EXERCISE REQUIREMENTS:
The number needed is how many lines of the data hold the string "rock". Give that number and nothing more.

MATERIAL FOR THIS TASK:

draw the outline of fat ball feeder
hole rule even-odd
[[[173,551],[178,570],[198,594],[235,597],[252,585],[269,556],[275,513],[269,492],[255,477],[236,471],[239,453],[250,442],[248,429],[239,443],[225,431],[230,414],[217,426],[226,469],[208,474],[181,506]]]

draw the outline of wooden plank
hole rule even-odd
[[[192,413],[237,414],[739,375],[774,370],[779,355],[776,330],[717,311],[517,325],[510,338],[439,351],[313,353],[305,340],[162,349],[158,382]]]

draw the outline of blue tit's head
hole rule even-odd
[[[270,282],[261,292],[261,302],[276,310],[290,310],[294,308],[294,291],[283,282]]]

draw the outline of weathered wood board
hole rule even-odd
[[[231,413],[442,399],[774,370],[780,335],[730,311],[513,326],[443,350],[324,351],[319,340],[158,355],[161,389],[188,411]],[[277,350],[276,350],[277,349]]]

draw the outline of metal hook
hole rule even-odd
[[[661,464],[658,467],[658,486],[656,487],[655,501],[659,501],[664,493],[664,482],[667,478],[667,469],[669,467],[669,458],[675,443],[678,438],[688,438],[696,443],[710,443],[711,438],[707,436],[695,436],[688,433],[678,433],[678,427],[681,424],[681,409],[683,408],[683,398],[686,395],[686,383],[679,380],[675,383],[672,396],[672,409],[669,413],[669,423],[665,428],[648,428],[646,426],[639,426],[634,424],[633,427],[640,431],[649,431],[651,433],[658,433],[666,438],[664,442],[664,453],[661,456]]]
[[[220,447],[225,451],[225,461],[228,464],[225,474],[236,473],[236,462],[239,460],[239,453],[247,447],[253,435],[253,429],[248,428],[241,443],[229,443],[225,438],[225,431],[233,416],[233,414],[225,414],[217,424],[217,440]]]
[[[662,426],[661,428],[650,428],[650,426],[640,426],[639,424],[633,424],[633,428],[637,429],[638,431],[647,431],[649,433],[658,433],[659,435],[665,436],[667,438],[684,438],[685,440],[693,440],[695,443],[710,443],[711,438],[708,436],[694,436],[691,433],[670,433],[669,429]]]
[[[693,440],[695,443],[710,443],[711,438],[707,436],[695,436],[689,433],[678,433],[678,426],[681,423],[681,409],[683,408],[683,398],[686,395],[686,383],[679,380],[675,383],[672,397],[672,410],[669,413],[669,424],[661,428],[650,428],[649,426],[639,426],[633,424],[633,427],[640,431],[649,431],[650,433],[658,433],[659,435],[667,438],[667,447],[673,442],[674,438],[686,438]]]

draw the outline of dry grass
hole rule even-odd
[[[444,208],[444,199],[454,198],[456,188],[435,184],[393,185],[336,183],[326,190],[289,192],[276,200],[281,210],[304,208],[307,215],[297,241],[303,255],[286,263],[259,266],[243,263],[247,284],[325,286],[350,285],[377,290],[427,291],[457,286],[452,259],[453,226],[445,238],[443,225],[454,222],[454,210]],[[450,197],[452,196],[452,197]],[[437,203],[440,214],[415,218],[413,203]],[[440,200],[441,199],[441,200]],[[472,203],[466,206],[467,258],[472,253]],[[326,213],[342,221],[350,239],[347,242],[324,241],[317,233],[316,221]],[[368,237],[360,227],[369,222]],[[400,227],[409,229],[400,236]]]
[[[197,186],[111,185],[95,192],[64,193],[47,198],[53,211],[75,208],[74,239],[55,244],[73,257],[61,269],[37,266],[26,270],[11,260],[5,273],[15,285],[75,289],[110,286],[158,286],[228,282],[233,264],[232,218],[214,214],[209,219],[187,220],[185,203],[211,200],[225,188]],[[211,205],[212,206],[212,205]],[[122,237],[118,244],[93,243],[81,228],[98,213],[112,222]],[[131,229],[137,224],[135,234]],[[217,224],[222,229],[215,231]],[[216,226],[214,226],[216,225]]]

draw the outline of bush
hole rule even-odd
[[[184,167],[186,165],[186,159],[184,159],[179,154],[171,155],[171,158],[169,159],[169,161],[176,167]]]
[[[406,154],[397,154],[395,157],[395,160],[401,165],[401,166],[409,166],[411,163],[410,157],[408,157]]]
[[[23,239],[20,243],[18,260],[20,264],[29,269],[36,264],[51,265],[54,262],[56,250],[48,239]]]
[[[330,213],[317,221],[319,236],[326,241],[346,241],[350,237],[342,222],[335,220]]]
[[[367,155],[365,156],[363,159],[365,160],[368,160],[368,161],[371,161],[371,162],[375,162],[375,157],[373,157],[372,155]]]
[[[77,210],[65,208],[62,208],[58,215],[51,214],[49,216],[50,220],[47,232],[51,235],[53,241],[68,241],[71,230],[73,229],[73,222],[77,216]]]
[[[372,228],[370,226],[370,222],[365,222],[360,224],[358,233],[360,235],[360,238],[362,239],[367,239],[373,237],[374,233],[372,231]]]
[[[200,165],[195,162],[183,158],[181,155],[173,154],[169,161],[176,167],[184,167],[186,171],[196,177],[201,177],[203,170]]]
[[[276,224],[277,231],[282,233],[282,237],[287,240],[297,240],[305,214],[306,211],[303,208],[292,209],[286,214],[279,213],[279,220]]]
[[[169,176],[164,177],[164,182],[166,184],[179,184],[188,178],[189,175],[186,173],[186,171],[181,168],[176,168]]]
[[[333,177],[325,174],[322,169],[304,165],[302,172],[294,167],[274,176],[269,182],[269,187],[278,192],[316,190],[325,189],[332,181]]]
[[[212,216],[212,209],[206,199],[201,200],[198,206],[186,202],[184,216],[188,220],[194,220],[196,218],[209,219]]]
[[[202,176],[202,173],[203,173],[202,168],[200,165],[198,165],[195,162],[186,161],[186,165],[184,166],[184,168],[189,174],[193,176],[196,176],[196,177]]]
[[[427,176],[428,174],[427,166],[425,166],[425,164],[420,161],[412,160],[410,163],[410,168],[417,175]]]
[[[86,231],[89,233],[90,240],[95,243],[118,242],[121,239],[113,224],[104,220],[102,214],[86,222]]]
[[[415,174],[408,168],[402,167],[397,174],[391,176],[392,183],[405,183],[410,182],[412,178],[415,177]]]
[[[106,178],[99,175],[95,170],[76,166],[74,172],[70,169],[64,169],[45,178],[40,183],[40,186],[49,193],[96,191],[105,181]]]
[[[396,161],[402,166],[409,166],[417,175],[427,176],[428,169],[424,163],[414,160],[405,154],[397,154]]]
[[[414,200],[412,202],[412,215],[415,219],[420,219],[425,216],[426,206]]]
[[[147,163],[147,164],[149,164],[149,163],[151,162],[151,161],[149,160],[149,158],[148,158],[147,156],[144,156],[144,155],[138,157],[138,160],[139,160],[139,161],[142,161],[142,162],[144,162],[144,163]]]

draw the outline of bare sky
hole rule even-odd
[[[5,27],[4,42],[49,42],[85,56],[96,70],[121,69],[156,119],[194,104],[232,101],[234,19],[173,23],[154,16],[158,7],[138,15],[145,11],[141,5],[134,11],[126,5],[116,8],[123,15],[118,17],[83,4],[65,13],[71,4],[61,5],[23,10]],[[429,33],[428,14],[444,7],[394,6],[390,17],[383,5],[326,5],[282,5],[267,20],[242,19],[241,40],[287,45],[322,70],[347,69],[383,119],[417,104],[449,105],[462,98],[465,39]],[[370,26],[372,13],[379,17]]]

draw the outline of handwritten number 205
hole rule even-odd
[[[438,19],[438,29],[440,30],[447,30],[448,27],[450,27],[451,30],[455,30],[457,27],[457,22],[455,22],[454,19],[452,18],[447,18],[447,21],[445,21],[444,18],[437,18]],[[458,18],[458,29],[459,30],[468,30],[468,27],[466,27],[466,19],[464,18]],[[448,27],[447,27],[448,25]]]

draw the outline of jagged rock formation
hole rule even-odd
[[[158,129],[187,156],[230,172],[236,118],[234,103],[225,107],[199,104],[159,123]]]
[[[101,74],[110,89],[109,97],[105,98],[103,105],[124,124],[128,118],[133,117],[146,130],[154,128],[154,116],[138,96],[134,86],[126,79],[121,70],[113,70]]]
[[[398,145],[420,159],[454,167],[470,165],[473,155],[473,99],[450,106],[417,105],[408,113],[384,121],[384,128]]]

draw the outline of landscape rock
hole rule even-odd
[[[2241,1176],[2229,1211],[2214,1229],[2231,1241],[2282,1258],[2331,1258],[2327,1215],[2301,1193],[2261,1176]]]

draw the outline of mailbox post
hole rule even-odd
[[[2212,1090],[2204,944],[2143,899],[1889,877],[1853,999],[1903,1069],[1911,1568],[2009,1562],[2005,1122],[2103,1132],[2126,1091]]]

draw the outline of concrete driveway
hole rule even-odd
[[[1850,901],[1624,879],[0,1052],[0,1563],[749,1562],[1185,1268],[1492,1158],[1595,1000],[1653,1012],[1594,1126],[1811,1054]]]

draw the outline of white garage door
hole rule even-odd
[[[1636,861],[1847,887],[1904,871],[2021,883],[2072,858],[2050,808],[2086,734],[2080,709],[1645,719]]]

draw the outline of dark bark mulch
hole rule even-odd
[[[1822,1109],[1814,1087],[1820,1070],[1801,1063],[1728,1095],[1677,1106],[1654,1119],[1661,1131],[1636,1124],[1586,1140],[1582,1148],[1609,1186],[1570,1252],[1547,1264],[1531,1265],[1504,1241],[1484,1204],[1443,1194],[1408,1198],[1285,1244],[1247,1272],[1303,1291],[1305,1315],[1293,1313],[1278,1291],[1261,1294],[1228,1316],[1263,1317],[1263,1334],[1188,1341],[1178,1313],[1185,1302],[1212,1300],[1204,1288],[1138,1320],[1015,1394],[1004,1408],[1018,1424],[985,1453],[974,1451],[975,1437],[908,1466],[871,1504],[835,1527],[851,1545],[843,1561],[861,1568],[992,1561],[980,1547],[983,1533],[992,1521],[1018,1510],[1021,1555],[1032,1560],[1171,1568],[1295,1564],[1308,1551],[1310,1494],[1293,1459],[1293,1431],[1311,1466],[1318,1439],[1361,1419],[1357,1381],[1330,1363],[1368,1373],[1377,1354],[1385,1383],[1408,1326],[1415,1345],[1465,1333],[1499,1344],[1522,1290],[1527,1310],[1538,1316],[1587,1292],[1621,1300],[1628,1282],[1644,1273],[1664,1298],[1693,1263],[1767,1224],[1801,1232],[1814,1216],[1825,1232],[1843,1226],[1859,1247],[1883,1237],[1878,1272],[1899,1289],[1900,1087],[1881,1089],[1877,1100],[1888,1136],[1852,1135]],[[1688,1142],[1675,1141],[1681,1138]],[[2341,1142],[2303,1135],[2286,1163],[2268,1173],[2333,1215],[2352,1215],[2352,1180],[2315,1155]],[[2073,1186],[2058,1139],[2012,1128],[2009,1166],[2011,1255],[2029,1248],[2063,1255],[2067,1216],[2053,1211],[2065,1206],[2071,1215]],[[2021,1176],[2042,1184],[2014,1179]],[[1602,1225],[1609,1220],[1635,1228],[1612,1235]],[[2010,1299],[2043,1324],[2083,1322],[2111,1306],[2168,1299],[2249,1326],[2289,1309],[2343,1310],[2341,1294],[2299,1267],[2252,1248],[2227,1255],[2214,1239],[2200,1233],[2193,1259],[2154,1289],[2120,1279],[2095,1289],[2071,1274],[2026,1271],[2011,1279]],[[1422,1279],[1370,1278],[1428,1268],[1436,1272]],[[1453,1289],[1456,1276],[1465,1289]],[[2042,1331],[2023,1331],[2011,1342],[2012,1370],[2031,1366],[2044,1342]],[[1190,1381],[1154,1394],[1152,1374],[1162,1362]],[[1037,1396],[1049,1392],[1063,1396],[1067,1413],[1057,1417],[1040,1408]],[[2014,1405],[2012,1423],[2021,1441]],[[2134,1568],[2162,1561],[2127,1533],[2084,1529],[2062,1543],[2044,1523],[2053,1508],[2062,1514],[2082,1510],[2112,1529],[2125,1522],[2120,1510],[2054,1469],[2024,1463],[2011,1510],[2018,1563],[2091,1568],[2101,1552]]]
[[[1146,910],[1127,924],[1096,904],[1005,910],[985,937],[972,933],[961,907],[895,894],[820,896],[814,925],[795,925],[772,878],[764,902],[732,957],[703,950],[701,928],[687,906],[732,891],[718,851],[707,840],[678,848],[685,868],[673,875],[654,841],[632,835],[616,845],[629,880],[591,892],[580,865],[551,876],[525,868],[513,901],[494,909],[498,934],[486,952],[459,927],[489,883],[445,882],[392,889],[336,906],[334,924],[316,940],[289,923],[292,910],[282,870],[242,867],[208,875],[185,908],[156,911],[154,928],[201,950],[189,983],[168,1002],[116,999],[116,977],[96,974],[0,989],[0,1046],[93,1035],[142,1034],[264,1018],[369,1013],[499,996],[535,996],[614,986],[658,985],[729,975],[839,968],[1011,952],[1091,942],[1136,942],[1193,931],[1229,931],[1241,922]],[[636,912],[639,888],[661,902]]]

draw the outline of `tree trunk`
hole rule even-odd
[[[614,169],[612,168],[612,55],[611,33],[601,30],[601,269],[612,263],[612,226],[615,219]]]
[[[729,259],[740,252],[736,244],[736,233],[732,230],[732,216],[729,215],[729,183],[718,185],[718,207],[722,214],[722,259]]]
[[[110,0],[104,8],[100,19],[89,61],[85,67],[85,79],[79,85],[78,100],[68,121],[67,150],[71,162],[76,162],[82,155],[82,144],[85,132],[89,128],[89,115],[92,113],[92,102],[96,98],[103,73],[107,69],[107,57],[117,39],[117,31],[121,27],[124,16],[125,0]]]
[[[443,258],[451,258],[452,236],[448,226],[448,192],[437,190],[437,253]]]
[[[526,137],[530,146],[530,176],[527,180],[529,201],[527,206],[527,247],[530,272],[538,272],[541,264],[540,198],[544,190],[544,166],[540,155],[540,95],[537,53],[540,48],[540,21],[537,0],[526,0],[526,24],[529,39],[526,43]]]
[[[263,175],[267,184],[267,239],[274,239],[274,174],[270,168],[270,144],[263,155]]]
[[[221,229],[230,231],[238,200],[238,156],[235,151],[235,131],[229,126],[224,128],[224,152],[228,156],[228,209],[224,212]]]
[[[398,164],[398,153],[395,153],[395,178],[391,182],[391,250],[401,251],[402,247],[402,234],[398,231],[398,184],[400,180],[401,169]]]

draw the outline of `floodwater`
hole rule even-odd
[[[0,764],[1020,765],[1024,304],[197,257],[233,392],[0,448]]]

OUTPUT BELOW:
2